• Written exercise:
Repeat the material verbatim and drop the pictures.

• Material provided:

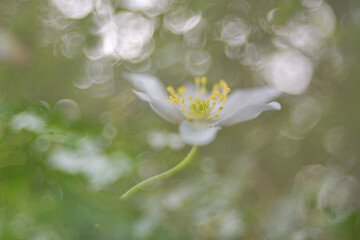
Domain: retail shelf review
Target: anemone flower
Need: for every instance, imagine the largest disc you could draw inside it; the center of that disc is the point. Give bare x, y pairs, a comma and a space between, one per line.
199, 113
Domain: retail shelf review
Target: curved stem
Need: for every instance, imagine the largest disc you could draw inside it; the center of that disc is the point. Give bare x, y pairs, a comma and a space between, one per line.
163, 175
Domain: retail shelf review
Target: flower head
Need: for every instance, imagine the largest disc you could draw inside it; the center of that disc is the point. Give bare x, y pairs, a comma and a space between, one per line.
201, 112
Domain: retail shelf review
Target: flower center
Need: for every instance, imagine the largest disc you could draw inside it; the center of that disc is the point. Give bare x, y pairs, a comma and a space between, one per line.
199, 103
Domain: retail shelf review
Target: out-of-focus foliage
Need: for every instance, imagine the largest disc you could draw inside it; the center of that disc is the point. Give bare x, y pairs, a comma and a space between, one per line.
74, 137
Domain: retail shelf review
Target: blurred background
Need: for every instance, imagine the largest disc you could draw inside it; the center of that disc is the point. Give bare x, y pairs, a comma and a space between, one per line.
74, 137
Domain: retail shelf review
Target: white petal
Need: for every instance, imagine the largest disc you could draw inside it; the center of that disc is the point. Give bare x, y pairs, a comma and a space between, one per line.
148, 84
197, 132
142, 96
247, 113
242, 98
168, 110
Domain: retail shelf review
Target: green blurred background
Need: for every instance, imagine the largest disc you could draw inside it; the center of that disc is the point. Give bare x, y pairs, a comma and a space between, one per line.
74, 137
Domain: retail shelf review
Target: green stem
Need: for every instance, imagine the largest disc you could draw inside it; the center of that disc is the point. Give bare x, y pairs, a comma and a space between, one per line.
163, 175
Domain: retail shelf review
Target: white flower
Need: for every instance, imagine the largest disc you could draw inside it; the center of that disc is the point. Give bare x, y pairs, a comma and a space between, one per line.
199, 112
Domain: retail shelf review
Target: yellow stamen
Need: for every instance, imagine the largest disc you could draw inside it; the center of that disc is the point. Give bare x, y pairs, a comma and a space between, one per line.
171, 90
203, 80
197, 80
181, 90
215, 88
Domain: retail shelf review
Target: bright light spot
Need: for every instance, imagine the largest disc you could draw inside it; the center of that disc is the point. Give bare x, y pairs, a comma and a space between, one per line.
89, 160
99, 71
28, 121
125, 36
75, 9
308, 39
197, 62
235, 32
306, 114
289, 71
311, 3
149, 7
324, 19
68, 109
179, 21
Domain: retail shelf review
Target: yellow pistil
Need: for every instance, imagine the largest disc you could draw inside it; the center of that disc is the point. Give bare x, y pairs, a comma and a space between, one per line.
215, 88
223, 84
181, 90
171, 90
197, 80
203, 80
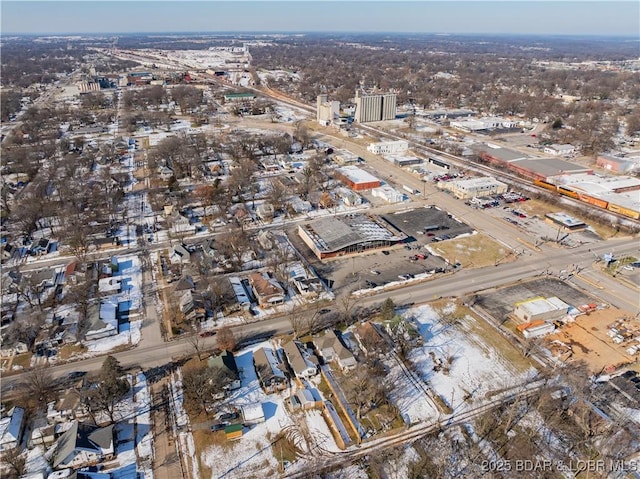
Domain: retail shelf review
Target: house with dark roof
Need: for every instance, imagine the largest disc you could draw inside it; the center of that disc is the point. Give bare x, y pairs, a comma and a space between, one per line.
227, 362
266, 289
84, 445
297, 362
270, 370
11, 429
332, 349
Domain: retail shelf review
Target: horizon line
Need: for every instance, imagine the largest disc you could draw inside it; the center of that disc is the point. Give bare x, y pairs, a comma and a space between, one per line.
314, 32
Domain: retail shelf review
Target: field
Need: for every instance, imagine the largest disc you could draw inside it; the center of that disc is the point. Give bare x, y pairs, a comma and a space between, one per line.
588, 340
474, 251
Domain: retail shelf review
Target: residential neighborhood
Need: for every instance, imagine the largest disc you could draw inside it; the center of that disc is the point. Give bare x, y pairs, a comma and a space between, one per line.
318, 256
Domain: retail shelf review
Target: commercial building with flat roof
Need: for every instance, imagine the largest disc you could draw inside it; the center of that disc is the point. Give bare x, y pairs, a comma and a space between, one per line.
539, 308
326, 111
375, 107
569, 223
336, 236
357, 179
619, 164
525, 165
388, 147
473, 187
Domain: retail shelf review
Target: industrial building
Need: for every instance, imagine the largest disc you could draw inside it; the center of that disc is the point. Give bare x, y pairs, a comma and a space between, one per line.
526, 166
388, 194
473, 187
239, 97
357, 179
326, 110
541, 309
388, 147
333, 236
620, 194
482, 124
559, 150
375, 107
563, 220
619, 163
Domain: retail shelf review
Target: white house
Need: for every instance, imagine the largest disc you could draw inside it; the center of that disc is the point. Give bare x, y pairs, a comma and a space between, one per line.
11, 429
388, 147
253, 413
83, 445
300, 366
560, 150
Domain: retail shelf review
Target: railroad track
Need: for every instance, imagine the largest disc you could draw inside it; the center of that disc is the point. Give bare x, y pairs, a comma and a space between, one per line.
337, 459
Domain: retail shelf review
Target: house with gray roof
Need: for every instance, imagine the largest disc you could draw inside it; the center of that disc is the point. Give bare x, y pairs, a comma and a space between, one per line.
11, 429
332, 349
270, 370
84, 445
297, 362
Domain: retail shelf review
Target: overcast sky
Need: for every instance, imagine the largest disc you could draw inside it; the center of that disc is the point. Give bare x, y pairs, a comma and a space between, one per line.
515, 16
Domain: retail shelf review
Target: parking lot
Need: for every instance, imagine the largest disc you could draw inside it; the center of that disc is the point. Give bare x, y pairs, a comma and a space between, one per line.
528, 217
501, 303
427, 225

• Correct output:
Domain: retail shelf review
Target: anemone flower
Need: for every instance, imagine the largest disc you could draw inside it; the center of that disc is the point. Give bare x, y pairs, a comma and a space between, one per line.
199, 113
Domain: retail shelf review
Target: curved stem
Need: for every instance, imagine the largest disc you could draw inside it; the center of that disc is the point. Give bare x, y pairs, a comma and a space between, one per line.
163, 175
Domain: retail shelf review
Target: flower head
Need: for every instance, imagine the largest disc you could draw inside it; the center of that disc is the point. Give bare x, y pairs, a comma and a space between, one per line.
201, 112
Domain: retail shelf review
Target: flower center
Need: for every instance, imagine the largest disc you could draw inside it; the center of that disc is the point. Give bare x, y pairs, a comma and a space between, one per line.
199, 103
Domain: retail shelf review
Target: out-of-focus foliage
Need: for every instance, imagine the largest disc you could draw inside it; the center of that disc is the point. Give bare x, y pairs, a comma and a space between, one per line.
74, 137
Domain: retail shelf review
Target: blurred background
Need: for every instance, imagine the largest disc you could draw inside it; the center of that disc is the point. Give bare x, y pairs, a comma and a space between, one per line.
74, 137
Domain: retail shelf review
Target: white petal
Need: for every instance, imagine the largest disc you could draw inside it; the center of that disc is the point. Give bare x, y pairs, a comma and a space between, one per line.
148, 84
197, 132
142, 96
247, 113
242, 98
168, 110
Domain: retail shelf review
Target: green blurred background
Need: for every instance, imagine the largest disc you could draw inside it; the center of that disc is the point. Give bare x, y pairs, a comma and a space between, one per line.
74, 137
Domain: retail shelf review
Target: green stem
Need: for every instance, imagine the largest disc you could draw inside it; the center of that disc is the point. Give bare x, y pairs, a comma and a space between, one per line.
163, 175
Domain: retail shelf review
Target: white flower
Need: for every instance, imagine the largest disc you could draw inside it; the center of that disc is the point. Give bare x, y pairs, a comma and a space between, one per line.
199, 112
Domain: retail shelf review
Target: yellow stamen
Need: for every instance, imagine the largest disc you could draw inside it; the center of that disc is the point. Give bare x, y pairs, a comma and a space between, one per line.
171, 90
203, 80
197, 80
181, 90
215, 88
Domain: retail shelf review
Target: bright light spot
Need: for every instance, imagine the largest disc you could draw inside it; the center of that disc is the point. Give bare x, y pairs, a comma and a space between, one per line.
89, 160
99, 71
28, 121
125, 36
75, 9
308, 39
197, 62
235, 32
306, 114
289, 71
311, 3
149, 7
324, 19
68, 109
179, 21
Domain: retail shelf review
Target: yellow pistil
Need: for every instance, imagine the largest disc you could draw inside it; the center of that disc is the point. Give bare x, y pairs, a comma and a space between, one per line.
215, 88
223, 84
181, 90
171, 90
197, 80
203, 80
Domain: retail shelf review
Target: house with dark roof
Need: for every instance, imagine the largest disc you could draw inside it; the center of that disc is the point. Give bare x, y pairs, a comma and a space between, one per line.
227, 362
266, 289
84, 445
297, 362
270, 370
11, 429
332, 349
Domain: retail shelf review
Target: horizon line
Need: for every instance, imagine the largest disc you could draw inside it; the center of that disc is the point. Give bare x, y pairs, a comma and a space between, one per line.
314, 32
Domain: retail shelf review
Target: field
Need: for every instance, imagine the largest disc you could draw inside it; the center of that disc is the point. Give bare x, y pairs, a comma and a space between, one per line.
588, 340
474, 251
Domain: retail shelf review
Target: residential neighborhood
Need: for every instance, imagine the largest disc you could draw inside it; the center of that disc is the point. Give bare x, y pairs, a comma and a space between, one per line.
318, 256
Domain: retail shelf review
Target: commercial building with flat roof
Need: for every instance, imagine the largest disc you could draw inside it; the center of that disc is the point. Give bare x, y pairs, a comma and a space between, one per line.
539, 308
326, 111
375, 107
569, 223
336, 236
357, 179
619, 164
525, 165
388, 147
473, 187
Domain: retail shelf review
Target: industrial building
Need: for every instance, imagine the largest disc you could draw inside it; the center of that disc is the point. Give bare x, y pairs, a comma and a space between, one per line.
526, 166
388, 194
473, 187
239, 97
357, 179
326, 110
541, 309
388, 147
333, 236
620, 194
482, 124
559, 150
375, 107
563, 220
619, 163
Domain: retail shelf review
Target: white house
Need: for every instance, imagine the largest disc you could draw inside it; the center of that disc is the point. Give bare x, y pairs, a comma and a space between, one per line.
11, 429
388, 147
253, 413
83, 445
300, 366
560, 150
Domain: retail shelf review
Target: railroad track
Need: for every instance, imagine the largest disc you could draw inside it; the center of that disc is the point. Give bare x, y pairs, a comma and a space between, one per line.
337, 459
Domain: retail shelf review
Target: house with gray roof
Need: for every instance, imagine the largest disc you could draw inside it; the center of that disc is the point. Give bare x, y pairs, a comma and a space between, one per line.
11, 429
332, 349
270, 370
84, 445
297, 362
Domain: retail shelf review
Target: overcast sky
Need: for every instance, imagine the largest disc you could draw inside it; the center of that disc is the point. Give bare x, y pairs, a comma and a space between, one per line.
515, 16
Domain: retail shelf review
Target: parking lot
Need: for every instance, imagine the largest disc you could draw inside it; the center of that disc is the point. Give bare x, y pairs, a comma and a space between, one per line.
528, 217
501, 303
427, 225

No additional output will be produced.